彼との付き合いは、約15年。 15年前の私は、法律事務所に勤めていました。 その時の彼は、2度目の悪さをして、お咎めを受ける寸前の状態でした。
事務員として、弁護士センセイと一緒に彼に面会したとき、「こんないいヤツが何で?」という印象を強く持ったのが、彼との付き合いのはじまりです。
高校は一年で中退。その後、売れないモデル(彼は身長183センチ、整ったマスクの持ち主)やテレビや映画のエキストラをやりながら、怪しい仲間に誘われて、恥ずかしい事件を起こすこと2度。
外見もそうですが、話をしてみても、好青年そのもの。 どうして? 何で? という好奇心で、彼とよく話をするようになりました。
話してみると、彼は頭の回転が早くて機転がきく、大変優秀な頭脳の持ち主でした。 中退した高校も、ハイレベルの公立高校。
頭が良すぎて、先が読めすぎて、しかもナイーブ。 簡単に分析すると、そんな感じでしょうか。 一時的に、心のバランスが崩れて、つい寄り道をしただけだと、私は判断しました。
2度目の悪さのあとは、心のバランスが安定したのか、本来のいい面が前面に出てきました。
映画やテレビのエキストラをしながら、仲間と小さな劇団を立ち上げて、年に数回の舞台を演出。それが10年以上続いていました。 定職にはつかず、アルバイトをしながら、自分の劇団のためだけに生きる生活。 劇団員の数は、増えもせず減りもせず、注目されることもなかったのですが、本人はそれで満足だったようです。
そんな彼ももう35歳。 「このままでいいのかな、あっという間に40になっちゃうよ」と、まるで親のような気持で、何度か率直なアドバイスをしたことがあります。
「役者として売れようという気持ちは持ち続けているけど、舞台で自分を表現できるだけで満足、という気持の方が強い」 でも、それって自己満足だよね? 「でも、60過ぎて、この状態が続けられたら、ある意味スゴイ、と思う」 悪いけど、それは現実味がないんじゃない?
そんな会話をしたのが、去年の夏。
そんな彼が「オレ、芝居をやめて、養子になる!」 「???」どういうこと?

実施事項:
a) 本文中に年齢として登場する数を、すべて挙げてください。
b) 本文のうち、「2度目の悪さのあとは、心のバ」から始まり「バイスをしたことがあります。」で終わる箇所を、一字一句違えずに引用してください。

座標注釈エントリ

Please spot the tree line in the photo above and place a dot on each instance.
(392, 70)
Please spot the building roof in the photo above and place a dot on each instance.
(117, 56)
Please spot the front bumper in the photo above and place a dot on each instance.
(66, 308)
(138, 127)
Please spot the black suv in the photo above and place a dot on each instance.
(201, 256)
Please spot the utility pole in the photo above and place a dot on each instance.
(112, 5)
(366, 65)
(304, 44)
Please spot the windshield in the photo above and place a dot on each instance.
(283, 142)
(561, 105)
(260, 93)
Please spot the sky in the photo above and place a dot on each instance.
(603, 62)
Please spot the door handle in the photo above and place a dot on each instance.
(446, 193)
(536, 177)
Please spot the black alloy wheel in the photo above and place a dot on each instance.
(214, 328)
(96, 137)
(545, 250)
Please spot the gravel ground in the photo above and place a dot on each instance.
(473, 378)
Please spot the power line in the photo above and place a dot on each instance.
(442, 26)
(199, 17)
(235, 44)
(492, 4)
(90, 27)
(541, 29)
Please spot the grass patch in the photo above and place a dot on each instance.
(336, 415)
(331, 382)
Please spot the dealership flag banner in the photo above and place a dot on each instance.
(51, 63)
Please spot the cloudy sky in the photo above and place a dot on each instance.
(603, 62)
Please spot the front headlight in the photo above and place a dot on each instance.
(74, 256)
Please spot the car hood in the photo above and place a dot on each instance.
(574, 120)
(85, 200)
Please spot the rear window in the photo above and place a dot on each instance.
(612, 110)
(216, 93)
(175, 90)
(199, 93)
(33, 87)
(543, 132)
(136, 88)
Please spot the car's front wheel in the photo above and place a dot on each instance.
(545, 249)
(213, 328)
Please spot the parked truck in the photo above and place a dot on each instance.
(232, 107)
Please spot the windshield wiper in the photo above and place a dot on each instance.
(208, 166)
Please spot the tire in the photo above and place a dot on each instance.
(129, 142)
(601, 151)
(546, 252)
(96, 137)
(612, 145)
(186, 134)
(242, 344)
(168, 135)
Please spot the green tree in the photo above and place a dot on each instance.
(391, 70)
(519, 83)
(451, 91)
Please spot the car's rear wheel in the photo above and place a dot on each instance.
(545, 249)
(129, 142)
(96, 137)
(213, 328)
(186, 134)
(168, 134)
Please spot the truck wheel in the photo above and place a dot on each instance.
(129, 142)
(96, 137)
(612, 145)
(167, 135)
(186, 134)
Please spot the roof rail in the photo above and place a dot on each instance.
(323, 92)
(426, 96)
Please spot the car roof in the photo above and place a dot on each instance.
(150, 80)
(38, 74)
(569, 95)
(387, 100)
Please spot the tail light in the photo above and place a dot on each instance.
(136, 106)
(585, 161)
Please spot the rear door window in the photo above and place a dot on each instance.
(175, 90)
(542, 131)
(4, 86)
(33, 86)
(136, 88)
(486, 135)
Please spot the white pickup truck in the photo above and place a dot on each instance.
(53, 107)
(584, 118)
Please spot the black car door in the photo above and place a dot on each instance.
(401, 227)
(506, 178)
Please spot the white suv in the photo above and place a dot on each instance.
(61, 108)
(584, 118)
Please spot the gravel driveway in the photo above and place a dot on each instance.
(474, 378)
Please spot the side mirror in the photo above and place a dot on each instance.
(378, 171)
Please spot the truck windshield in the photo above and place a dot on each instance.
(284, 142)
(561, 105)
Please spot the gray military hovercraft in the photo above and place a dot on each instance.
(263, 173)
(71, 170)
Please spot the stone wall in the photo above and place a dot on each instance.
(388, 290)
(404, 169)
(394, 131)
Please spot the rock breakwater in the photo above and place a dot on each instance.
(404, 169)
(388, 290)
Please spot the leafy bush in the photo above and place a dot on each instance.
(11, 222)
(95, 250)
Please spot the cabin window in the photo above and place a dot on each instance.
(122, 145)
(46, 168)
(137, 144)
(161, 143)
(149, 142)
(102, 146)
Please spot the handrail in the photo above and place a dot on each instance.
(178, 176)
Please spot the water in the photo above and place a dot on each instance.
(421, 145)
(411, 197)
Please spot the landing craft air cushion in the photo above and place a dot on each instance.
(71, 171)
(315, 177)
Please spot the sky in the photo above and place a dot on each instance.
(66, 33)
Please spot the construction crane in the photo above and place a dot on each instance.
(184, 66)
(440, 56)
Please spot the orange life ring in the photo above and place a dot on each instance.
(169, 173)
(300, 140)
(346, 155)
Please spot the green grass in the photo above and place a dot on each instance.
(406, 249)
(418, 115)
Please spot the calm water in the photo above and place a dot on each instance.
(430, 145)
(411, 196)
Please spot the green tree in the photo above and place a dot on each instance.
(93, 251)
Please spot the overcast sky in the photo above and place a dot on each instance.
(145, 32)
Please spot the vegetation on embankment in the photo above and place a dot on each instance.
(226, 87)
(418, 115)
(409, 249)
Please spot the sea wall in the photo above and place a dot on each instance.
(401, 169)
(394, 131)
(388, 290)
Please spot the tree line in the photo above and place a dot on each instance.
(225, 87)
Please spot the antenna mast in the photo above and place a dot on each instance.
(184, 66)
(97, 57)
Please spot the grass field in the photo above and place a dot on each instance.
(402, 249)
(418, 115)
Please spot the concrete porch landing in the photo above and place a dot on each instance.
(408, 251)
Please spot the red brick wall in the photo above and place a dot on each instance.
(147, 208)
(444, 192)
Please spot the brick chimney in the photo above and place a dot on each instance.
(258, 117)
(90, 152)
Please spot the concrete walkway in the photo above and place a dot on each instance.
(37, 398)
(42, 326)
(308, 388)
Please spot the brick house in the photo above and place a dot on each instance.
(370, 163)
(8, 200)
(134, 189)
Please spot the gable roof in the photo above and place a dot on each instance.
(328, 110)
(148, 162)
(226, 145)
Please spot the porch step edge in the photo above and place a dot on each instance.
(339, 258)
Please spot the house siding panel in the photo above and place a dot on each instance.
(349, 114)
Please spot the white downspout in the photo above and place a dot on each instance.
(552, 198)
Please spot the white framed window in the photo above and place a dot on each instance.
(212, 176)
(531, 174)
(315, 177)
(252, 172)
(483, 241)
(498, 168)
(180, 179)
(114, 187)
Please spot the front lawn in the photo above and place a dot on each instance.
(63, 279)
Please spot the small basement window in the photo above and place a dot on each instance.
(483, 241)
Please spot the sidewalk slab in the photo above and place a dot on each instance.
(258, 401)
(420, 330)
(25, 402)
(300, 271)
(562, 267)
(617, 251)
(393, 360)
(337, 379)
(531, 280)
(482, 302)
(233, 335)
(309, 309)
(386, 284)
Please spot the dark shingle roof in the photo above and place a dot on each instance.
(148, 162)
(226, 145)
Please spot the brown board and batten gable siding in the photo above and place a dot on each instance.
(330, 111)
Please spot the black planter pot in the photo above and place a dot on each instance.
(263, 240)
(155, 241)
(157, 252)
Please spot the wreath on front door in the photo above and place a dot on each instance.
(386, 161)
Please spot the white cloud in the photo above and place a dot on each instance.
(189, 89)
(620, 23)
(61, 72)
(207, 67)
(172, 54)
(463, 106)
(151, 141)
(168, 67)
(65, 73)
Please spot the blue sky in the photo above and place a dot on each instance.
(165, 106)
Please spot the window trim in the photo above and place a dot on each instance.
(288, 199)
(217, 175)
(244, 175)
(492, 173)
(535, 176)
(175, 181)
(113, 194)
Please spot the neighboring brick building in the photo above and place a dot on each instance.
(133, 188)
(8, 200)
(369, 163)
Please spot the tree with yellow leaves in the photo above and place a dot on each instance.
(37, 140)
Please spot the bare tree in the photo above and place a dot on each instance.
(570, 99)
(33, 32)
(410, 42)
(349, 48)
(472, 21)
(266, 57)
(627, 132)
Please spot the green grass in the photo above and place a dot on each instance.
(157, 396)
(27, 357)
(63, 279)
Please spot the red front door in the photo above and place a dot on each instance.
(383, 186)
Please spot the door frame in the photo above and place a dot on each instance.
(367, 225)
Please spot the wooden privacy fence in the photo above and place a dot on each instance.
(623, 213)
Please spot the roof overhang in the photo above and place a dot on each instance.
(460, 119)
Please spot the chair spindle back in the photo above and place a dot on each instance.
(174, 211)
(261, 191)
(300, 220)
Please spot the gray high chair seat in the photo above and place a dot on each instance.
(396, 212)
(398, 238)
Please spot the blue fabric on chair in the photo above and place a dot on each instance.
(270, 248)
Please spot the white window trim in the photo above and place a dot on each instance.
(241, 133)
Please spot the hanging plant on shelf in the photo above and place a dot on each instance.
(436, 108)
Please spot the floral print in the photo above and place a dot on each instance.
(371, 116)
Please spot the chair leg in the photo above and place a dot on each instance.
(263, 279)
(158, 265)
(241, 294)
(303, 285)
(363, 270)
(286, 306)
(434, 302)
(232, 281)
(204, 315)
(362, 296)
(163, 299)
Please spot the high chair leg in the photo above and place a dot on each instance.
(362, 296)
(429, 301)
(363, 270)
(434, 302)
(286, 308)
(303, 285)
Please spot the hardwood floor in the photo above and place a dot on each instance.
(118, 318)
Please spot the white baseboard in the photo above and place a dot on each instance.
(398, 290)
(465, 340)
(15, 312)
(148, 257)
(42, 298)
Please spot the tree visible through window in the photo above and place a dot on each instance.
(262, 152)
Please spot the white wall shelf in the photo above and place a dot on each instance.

作業結果:
a) 35歳、40、60

b)
2度目の悪さのあとは、心のバランスが安定したのか、本来のいい面が前面に出てきました。
映画やテレビのエキストラをしながら、仲間と小さな劇団を立ち上げて、年に数回の舞台を演出。それが10年以上続いていました。 定職にはつかず、アルバイトをしながら、自分の劇団のためだけに生きる生活。 劇団員の数は、増えもせず減りもせず、注目されることもなかったのですが、本人はそれで満足だったようです。
そんな彼ももう35歳。 「このままでいいのかな、あっという間に40になっちゃうよ」と、まるで親のような気持で、何度か率直なアドバイスをしたことがあります。